Texto em estudo -
....

Agora, destes agrotóxicos, o que chega à mesa do consumidor? Pois bem a ANVISA fez uma pesquisa e descobriu que os produtos que têm algum agrotóxico acima do limite são sempre legumes, verduras ou frutas e 85% proveem da agricultura familiar ou de pequenos agricultores.  Não se achou nada em milho, soja ou algodão, que são os únicos vegetais GM do Brasil. Ora, se os agrotóxicos estão nos legumes, verduras e frutas é porque os agricultores aplicaram estes produtos nas suas plantações. Isso foi investigado, e de fato é assim: sem isso fica difícil lutar contra as invasoras, os fungos, as bacterioses, os grilos e outros predadores, enfim, tudo que diminui ou destrói a produção do agricultor.  Então devemos concluir que, se o agrotóxico chega à mesa do consumidor, deve ser causa de intoxicação alimentar. Será mesmo?  Bom, vamos aos dados do Ministério da Saúde: são menos de 30 casos notificados por ano ao longo de muitos anos. Intoxicações com agrotóxicos existem, perto de 3000/ ano, sendo 30% devido a tentativas de suicídio (com inseticidas e outros praguicidas, em geral), as outras são ocupacionais ou por acidentes, mas alimentares, francamente, quase não há. E as que foram notificadas, provieram de que alimento? Não há qualquer levantamento. Portanto, acusar os transgênicos, o glifosato ou outro herbicida qualquer é inteiramente sem base estatística. Sugiro uma leitura muito atenta ao texto http://genpeace.blogspot.com.br/2012/02/agrotoxicos-e-transgenicos-no-brasil.html, como aperitivo a um aprofundamento na questão dos defensivos agrícolas.

Na Argentina houve um tempo em que as plantações de soja literalmente mergulharam as pequenas comunidades no seu interior. A aspersão de herbicidas e outros produtos pode ter causado problemas de saúde, sim. Isso pode ter ocorrido também na Índia e talvez em outros países, mas no Brasil é terminantemente proibida a aspersão de  muitos agrotóxicos nas proximidades de casas. Isso é fiscalizado, pode ter certeza, nós não somos um país sem leis. Agora, se a causa de um aumento (contestado pelas autoridades sanitárias da Argentina) de casos de malformações foi o glifosato, de todos os agrotóxicos um dos menos tóxicos, aí é pura especulação. Numa plantação de soja dezenas de aspersões de diferentes produtos são realizadas antes, durante e depois do plantio. Quais delas podem ter causado o problema, se ele de fato existe?

Estes são apenas alguns dos pontos sobre agrotóxicos, intoxicação e malformações que estão na mídia. Antes de se acreditar no que “rola na internet”, convém estudar a toxicologia dos agrotóxicos, a forma como são aplicados na lavoura, como se degradam e reciclam na natureza e como poderiam chegar à mesa do consumidor. Mas isso demanda tempo, o que pouca gente tem ou quer dispor para entrar na discussão de forma coerente. É muito mais fácil repetir o que se ouve ou lê, acreditando naquilo que está de acordo com sua filosofia particular. É mais fácil, mas ao longo do tempo traz decepções e desconforto.

2 comentários:

  1. Olá Paulo, estava escrevendo por aqui diretamente e perdi todo texto! Retomo em outro momento. Mas digo, sem nenhuma ironia, que nosso debate ajudará na discussão da minha tese em andamento, para aprofundar muitos pontos. Cordialmente, Márcia.

    ResponderExcluir
  2. Parabéns pelo blog! Excelente ferramenta de divulgação científica de qualidade.

....

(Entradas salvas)
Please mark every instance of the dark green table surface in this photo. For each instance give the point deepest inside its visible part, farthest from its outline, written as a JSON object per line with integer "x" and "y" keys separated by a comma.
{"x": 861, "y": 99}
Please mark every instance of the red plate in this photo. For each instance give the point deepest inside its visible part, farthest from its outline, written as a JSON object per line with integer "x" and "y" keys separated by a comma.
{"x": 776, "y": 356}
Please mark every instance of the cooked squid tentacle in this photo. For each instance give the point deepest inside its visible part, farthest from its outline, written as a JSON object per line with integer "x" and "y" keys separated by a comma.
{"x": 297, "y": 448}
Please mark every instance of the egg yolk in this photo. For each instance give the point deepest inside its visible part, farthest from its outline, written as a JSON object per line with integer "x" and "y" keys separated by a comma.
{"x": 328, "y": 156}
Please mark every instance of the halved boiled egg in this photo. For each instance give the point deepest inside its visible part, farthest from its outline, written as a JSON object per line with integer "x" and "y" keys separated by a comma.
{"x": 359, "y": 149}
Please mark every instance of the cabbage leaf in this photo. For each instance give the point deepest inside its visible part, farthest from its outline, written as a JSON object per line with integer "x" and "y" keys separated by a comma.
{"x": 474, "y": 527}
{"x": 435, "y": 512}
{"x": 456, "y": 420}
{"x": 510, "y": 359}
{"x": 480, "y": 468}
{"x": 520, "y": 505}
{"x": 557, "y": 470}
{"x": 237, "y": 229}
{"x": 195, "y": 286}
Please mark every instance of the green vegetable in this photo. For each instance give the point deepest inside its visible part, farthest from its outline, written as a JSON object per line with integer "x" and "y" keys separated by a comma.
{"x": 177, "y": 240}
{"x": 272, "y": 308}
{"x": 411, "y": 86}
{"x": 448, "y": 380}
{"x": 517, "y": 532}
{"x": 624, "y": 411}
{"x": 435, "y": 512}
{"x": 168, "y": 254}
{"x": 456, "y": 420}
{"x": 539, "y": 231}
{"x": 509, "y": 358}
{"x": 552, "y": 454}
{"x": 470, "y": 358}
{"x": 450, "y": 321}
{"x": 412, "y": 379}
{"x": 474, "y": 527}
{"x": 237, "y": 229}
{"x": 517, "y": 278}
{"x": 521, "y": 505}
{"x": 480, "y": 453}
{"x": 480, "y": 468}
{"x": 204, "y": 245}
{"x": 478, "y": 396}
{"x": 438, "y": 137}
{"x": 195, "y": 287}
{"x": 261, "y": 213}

....

Exercício 1 - Segundo o texto sobre agrotóxicos, quantos casos de intoxicação alimentar por agrotóxicos o Ministério da Saúde registra por ano?
Exercício 2 - Reproduza o trecho do texto sobre agrotóxicos desde "Na Argentina houve" até "de fato existe?", incluindo este último.
A listagem vem de outra fonte.

Resposta do exercício 1 - Menos de 30 casos notificados por ano.

Resposta do exercício 2 -
Na Argentina houve um tempo em que as plantações de soja literalmente mergulharam as pequenas comunidades no seu interior. A aspersão de herbicidas e outros produtos pode ter causado problemas de saúde, sim. Isso pode ter ocorrido também na Índia e talvez em outros países, mas no Brasil é terminantemente proibida a aspersão de  muitos agrotóxicos nas proximidades de casas. Isso é fiscalizado, pode ter certeza, nós não somos um país sem leis. Agora, se a causa de um aumento (contestado pelas autoridades sanitárias da Argentina) de casos de malformações foi o glifosato, de todos os agrotóxicos um dos menos tóxicos, aí é pura especulação. Numa plantação de soja dezenas de aspersões de diferentes produtos são realizadas antes, durante e depois do plantio. Quais delas podem ter causado o problema, se ele de fato existe?